>> BEGIN PROVIDED RECORDS

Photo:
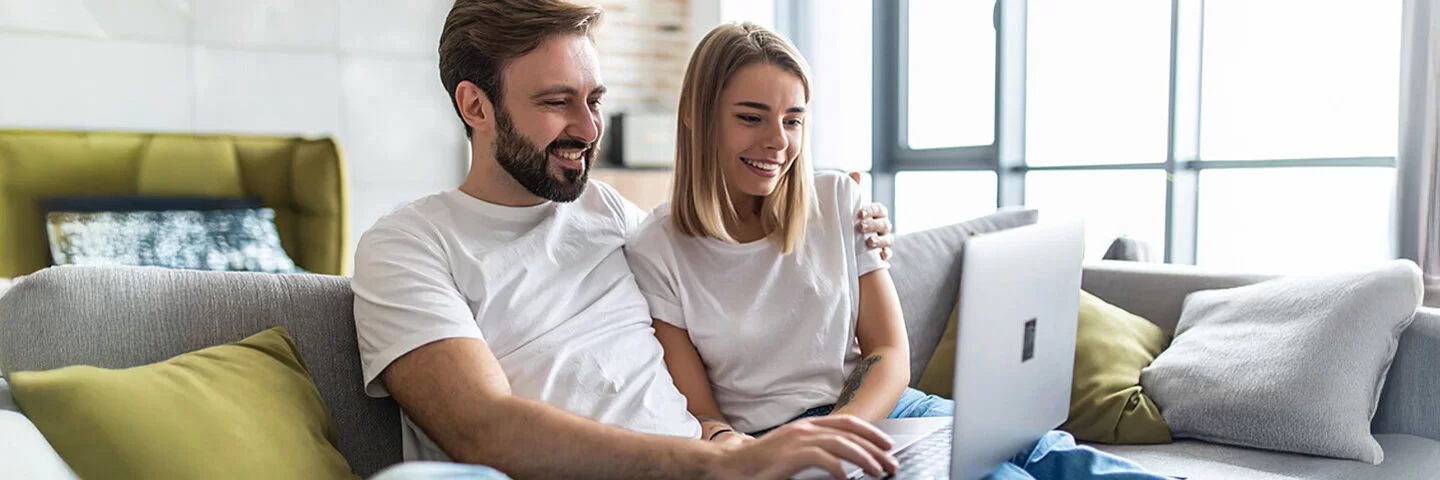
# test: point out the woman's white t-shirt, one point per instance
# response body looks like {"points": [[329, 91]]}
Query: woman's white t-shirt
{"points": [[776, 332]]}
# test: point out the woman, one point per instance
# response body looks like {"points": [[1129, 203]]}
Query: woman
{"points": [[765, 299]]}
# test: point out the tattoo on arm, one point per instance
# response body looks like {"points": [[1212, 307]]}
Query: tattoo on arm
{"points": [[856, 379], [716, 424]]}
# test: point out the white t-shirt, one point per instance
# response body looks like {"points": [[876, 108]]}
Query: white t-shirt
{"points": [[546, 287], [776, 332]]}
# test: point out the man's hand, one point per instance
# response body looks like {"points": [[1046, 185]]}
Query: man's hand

>> END PROVIDED RECORDS

EXERCISE BRIEF:
Output every line of the rows above as a Markdown table with the columns No and Text, numbering the lines and skipping any blank ones. Leave the pictures out.

RESPONSE FOR THIS EXERCISE:
| No | Text |
|---|---|
| 1 | Photo: |
| 2 | # test: point out the woman's white t-shirt, one point per instance |
| 3 | # response body looks like {"points": [[329, 91]]} |
| 4 | Query: woman's white t-shirt |
| 5 | {"points": [[776, 332]]} |
| 6 | # test: point out the woman, one point per instance |
| 7 | # response body looks like {"points": [[1129, 203]]} |
| 8 | Query: woman |
| 9 | {"points": [[765, 299]]} |
| 10 | # test: point out the tattoo on arm, one point per instance |
| 11 | # response body looks like {"points": [[1212, 307]]} |
| 12 | Query: tattoo on arm |
| 13 | {"points": [[856, 379], [716, 424]]} |
| 14 | # test: point out the white t-shirt, one point per instance |
| 15 | # response body looks like {"points": [[876, 108]]} |
| 16 | Query: white t-shirt |
| 17 | {"points": [[546, 287], [776, 332]]} |
| 18 | # test: point out the man's hand, one point per instance |
| 19 | # response body looks like {"points": [[1046, 185]]} |
| 20 | Query: man's hand |